### The data
★ ★ ★
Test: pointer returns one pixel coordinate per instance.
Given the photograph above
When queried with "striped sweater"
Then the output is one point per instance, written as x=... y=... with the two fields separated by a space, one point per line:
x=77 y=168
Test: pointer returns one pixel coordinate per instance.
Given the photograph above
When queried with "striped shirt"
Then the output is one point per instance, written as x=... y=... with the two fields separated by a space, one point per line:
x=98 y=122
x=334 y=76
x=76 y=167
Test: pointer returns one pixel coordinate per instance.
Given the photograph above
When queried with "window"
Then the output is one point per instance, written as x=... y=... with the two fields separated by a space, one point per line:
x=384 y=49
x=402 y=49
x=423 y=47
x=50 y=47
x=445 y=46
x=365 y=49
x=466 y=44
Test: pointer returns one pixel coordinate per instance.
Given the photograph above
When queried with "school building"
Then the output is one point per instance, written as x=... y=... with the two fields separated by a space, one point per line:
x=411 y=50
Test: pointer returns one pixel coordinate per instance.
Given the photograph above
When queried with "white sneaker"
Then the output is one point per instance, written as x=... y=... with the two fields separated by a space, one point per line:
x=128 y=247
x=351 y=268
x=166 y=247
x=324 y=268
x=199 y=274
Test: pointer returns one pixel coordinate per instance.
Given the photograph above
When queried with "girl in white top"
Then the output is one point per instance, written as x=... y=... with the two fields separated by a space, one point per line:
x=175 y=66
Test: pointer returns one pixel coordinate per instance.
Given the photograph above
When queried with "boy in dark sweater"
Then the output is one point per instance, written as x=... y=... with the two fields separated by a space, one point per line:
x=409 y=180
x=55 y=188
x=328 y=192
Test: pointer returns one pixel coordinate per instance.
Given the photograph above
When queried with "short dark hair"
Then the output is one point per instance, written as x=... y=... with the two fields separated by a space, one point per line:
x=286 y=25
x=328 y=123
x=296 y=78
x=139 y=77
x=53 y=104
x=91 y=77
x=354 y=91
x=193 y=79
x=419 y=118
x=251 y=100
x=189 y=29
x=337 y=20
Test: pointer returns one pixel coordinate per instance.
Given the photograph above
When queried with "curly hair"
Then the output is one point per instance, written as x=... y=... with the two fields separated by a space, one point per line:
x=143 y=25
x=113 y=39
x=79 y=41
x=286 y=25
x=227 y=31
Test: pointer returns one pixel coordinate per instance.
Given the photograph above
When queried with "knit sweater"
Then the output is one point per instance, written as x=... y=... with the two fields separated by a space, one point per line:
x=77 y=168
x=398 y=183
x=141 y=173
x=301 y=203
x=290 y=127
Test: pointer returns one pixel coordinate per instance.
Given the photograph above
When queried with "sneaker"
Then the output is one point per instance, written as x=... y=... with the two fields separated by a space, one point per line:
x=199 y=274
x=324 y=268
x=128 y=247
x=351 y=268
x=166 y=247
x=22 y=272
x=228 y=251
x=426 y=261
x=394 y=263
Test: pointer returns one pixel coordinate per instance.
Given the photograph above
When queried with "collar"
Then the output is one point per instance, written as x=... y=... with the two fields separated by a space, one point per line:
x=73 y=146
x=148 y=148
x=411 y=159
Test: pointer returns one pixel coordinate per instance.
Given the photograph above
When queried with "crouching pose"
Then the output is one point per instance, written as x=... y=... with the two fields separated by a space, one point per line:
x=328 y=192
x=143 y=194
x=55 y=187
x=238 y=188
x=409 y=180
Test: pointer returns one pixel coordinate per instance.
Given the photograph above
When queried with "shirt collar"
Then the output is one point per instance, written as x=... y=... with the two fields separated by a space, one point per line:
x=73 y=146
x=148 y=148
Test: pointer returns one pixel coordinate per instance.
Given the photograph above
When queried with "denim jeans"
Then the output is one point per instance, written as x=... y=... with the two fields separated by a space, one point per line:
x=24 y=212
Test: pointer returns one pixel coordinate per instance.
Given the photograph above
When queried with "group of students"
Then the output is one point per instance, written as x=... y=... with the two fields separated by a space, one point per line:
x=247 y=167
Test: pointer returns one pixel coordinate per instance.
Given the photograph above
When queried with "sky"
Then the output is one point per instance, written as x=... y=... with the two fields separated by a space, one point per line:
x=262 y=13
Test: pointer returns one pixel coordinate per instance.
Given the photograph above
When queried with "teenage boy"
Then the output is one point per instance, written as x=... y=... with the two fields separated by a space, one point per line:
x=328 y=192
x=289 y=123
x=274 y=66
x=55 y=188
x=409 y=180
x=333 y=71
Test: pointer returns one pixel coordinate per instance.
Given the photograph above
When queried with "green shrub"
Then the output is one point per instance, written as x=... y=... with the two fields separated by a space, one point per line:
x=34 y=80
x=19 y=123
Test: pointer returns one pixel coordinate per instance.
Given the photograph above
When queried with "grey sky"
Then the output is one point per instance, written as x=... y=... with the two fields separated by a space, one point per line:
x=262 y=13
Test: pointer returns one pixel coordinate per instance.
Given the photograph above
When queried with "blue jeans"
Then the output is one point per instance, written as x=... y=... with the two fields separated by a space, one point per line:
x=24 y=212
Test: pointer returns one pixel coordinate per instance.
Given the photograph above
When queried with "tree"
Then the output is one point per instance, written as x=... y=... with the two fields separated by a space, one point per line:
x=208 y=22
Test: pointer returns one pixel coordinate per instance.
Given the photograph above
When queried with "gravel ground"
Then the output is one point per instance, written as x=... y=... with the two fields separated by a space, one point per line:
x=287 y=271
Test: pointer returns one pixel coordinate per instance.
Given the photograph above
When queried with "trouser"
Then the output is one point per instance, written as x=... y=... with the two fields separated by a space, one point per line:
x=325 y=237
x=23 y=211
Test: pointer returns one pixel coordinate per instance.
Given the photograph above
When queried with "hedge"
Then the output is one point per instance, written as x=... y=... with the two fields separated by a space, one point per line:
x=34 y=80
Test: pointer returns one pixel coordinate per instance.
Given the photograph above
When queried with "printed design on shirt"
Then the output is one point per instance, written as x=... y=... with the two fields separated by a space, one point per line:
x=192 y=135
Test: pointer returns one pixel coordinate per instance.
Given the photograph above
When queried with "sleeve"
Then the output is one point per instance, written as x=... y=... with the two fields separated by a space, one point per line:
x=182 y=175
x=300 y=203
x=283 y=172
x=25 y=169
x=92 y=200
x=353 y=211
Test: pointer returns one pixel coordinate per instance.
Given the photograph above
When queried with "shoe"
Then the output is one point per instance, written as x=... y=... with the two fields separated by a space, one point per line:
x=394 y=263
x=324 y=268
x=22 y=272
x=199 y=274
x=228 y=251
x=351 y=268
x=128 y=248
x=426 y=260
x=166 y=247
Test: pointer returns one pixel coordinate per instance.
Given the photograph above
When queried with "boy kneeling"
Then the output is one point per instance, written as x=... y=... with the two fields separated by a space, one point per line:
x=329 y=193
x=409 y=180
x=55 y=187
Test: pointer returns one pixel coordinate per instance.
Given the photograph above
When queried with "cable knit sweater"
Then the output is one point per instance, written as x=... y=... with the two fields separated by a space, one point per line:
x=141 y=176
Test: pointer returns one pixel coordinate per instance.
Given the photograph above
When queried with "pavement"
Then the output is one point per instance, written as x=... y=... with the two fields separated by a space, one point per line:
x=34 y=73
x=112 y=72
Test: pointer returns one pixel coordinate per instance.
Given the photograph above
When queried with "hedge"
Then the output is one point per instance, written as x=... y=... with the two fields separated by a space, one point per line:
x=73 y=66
★ ★ ★
### What the task asks
Reproduce the data above in full, keeping it exactly the same.

### Task output
Test: pointer returns one pixel coordinate per instance.
Given the photograph above
When queried with "striped sweater"
Then the output is one point per instance, written as x=... y=... with the two fields separated by a space, one point per line:
x=77 y=168
Test: pointer returns one pixel coordinate per instance.
Given the photograph above
When queried with "striped shirt"
Then the output is one point per instance, written as x=... y=... with the two fields separated by a space, one point per line:
x=98 y=122
x=334 y=76
x=76 y=167
Test: pointer returns one pixel coordinate per instance.
Given the photograph above
When queried with "window"
Then the output is one point per instance, written as x=... y=... with the two fields separated by a space, one point per line:
x=384 y=49
x=402 y=49
x=423 y=47
x=50 y=47
x=445 y=46
x=365 y=49
x=466 y=44
Test: pointer returns one pixel coordinate per instance.
Given the photograph above
When queried with "school building"
Then the output is one point per instance, written as x=... y=... with the two fields separated by a space, one point per line:
x=411 y=50
Test: pointer returns one pixel coordinate per instance.
Given the photograph above
When queried with "white sneaker"
Then the output is one point per instance, written as x=... y=... with the two fields separated by a space, one point per line:
x=128 y=247
x=351 y=268
x=166 y=247
x=324 y=268
x=199 y=274
Test: pointer returns one pixel coordinate per instance.
Given the photograph above
When queried with "girl in white top"
Then the output is one point per instance, written as x=... y=... with the two fields separated by a space, one point per line:
x=175 y=66
Test: pointer returns one pixel coordinate per instance.
Given the photograph above
When queried with "boy in dark sweater"
Then the output is one point per instance, written as x=... y=... with the two fields separated by a space, one point per line:
x=409 y=180
x=55 y=188
x=328 y=192
Test: pointer returns one pixel coordinate per instance.
Given the photograph above
When queried with "short dark hair"
Then the output is one point per instance, written as x=... y=... with the two fields separated by a space, one point per line:
x=286 y=25
x=328 y=123
x=296 y=78
x=139 y=77
x=53 y=104
x=91 y=77
x=354 y=91
x=193 y=79
x=419 y=118
x=251 y=100
x=189 y=29
x=337 y=20
Test: pointer returns one pixel coordinate per instance.
Given the photograph above
When queried with "curly hair"
Then the output is one point per instance, written as x=... y=... with the two fields separated by a space, one point per line:
x=143 y=25
x=113 y=39
x=79 y=41
x=286 y=25
x=227 y=31
Test: pointer returns one pixel coordinate per instance.
Given the photograph above
When queried with "knit sweater"
Then the output is one point per instance, written as x=... y=... with the two fields separated by a space, one point per line:
x=77 y=168
x=398 y=183
x=141 y=173
x=301 y=203
x=290 y=127
Test: pointer returns one pixel coordinate per instance.
Given the photograph above
When queried with "sneaker"
Then the output is one point per instance, written as x=... y=... with the two fields separated by a space, one point per line:
x=199 y=274
x=324 y=268
x=128 y=247
x=351 y=268
x=166 y=247
x=22 y=272
x=228 y=251
x=426 y=261
x=394 y=263
Test: pointer returns one pixel coordinate per instance.
Given the photograph above
When queried with "collar"
Then the output is one point per instance, written as x=... y=... with the two fields separated by a space, one point per line:
x=73 y=146
x=148 y=148
x=411 y=159
Test: pointer returns one pixel coordinate per instance.
Given the photograph above
When queried with "crouching pose"
Then the output is one point per instance, written as x=... y=... with the two fields separated by a space, one point per line:
x=328 y=192
x=143 y=194
x=55 y=187
x=238 y=188
x=409 y=180
Test: pointer returns one pixel coordinate per instance.
Given the photograph above
When queried with "shirt collar"
Then the output is one point per instance, written as x=... y=... with the two fields separated by a space, one point per line:
x=73 y=146
x=148 y=148
Test: pointer returns one pixel coordinate per instance.
Given the photograph above
When queried with "denim jeans"
Then the output is one point per instance, written as x=... y=... with the two fields separated by a space, one point per line:
x=24 y=212
Test: pointer returns one pixel coordinate per instance.
Given the photograph above
When queried with "group of students"
Then the output is one point per instance, written as x=... y=... with the two fields separated by a space, one point per line:
x=247 y=167
Test: pointer returns one pixel coordinate per instance.
Given the photograph above
When queried with "sky"
Then the output is one point per instance, written as x=... y=... with the two fields separated by a space, one point per line:
x=262 y=13
Test: pointer returns one pixel coordinate per instance.
Given the photograph above
When queried with "teenage boy"
Then the output is one point per instance, written as x=... y=... with the two fields separated by a space, one point per line:
x=328 y=192
x=289 y=123
x=274 y=66
x=55 y=188
x=409 y=180
x=333 y=71
Test: pointer returns one pixel coordinate per instance.
Given the photograph above
When queried with "green shrub"
Then the output is one point per instance, written as x=... y=... with the two fields separated by a space, one point per line:
x=34 y=80
x=19 y=123
Test: pointer returns one pixel coordinate per instance.
Given the photograph above
When queried with "grey sky"
Then the output is one point per instance, written as x=... y=... with the two fields separated by a space, one point per line:
x=262 y=13
Test: pointer returns one pixel coordinate per instance.
Given the photograph above
When queried with "blue jeans"
Then the output is one point per instance, written as x=... y=... with the two fields separated by a space, one point per line:
x=24 y=212
Test: pointer returns one pixel coordinate per instance.
Given the photograph above
When queried with "tree"
Then the output is one point per instance, written as x=... y=... with the two fields separated by a space, one point per line:
x=208 y=22
Test: pointer returns one pixel coordinate per instance.
Given the photograph above
When queried with "gravel ground"
Then the output is one point per instance, written as x=... y=... with the two fields separated by a space, one point per line:
x=287 y=271
Test: pointer returns one pixel coordinate per instance.
Given the photograph above
When queried with "trouser"
Then the output is one point per instance, written as x=... y=... with the two fields separated by a space, one point per line:
x=325 y=237
x=23 y=211
Test: pointer returns one pixel coordinate per instance.
Given the photograph above
When queried with "hedge"
Then the output is one point per instance, written as x=... y=... with the two fields separated by a space, one point per line:
x=34 y=80
Test: pointer returns one pixel coordinate per instance.
Given the photograph above
When queried with "printed design on shirt"
Then the output is one point per instance, written as x=... y=... with the two fields separated by a space, one point per line:
x=192 y=135
Test: pointer returns one pixel coordinate per instance.
Given the photograph above
When queried with "sleeve"
Then the output is one point per instance, written as x=... y=... with the two fields separated by a space, one point per line:
x=182 y=175
x=300 y=203
x=283 y=172
x=25 y=169
x=92 y=200
x=353 y=211
Test: pointer returns one pixel coordinate per instance.
Given the photograph above
When queried with "shoe"
Then the output is one point per instance, written as x=... y=... with the two fields separated by a space, one point per line:
x=394 y=263
x=324 y=268
x=22 y=272
x=199 y=274
x=228 y=251
x=351 y=268
x=128 y=248
x=426 y=260
x=166 y=247
Test: pointer returns one pixel coordinate per instance.
Given the photograph above
When queried with "boy kneeling"
Then the output is one point per instance, written as x=... y=... with the two fields separated by a space, one point per line:
x=329 y=193
x=409 y=180
x=55 y=187
Test: pointer returns one pixel coordinate per instance.
Given the photograph above
When queried with "cable knit sweater"
Then the output is one point per instance, written as x=... y=... with the two fields separated by a space, one point per line:
x=141 y=176
Test: pointer returns one pixel coordinate per instance.
Given the photograph above
When queried with "pavement"
Then the output is one point per instance, written as x=... y=... with the two fields separated by a space, one point per line:
x=34 y=73
x=112 y=72
Test: pointer returns one pixel coordinate per instance.
Given the photograph above
When queried with "hedge"
Then the output is one point per instance, written as x=... y=... with the two fields separated by a space, one point per line:
x=73 y=66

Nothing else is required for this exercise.